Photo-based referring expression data
####

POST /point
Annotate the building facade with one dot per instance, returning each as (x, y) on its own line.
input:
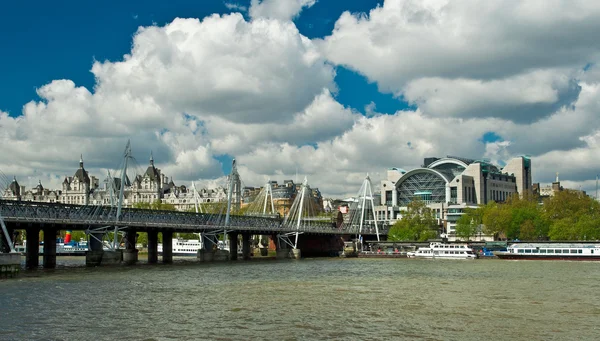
(283, 196)
(448, 185)
(83, 189)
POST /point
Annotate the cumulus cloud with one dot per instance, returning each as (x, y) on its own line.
(236, 7)
(278, 9)
(523, 98)
(160, 95)
(471, 58)
(221, 66)
(261, 92)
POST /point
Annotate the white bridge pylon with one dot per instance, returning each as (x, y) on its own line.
(263, 203)
(303, 216)
(362, 210)
(98, 233)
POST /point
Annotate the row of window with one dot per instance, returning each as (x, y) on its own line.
(499, 195)
(551, 251)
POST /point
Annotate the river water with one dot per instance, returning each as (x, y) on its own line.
(308, 299)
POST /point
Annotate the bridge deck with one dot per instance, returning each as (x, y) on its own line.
(82, 217)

####

WHAT IS EXPECTED: Retype word for word the line above with "Annotate the white" and all lines after it, nothing else.

EXERCISE SOLUTION:
Annotate the white bridge pylon with one dot per instance, returning each as (x, y) on its own line.
(263, 203)
(303, 216)
(362, 210)
(98, 233)
POST /point
Annotate the row of window with one dot per instance, returning each as (x, y) on its own line.
(499, 195)
(551, 251)
POST /point
Annotate the river water with one dot per instance, returning each as (x, y) on its own line.
(308, 299)
POST /point
Annotate the bridge deck with one dot per instance, returning each as (x, y) on its own line.
(82, 217)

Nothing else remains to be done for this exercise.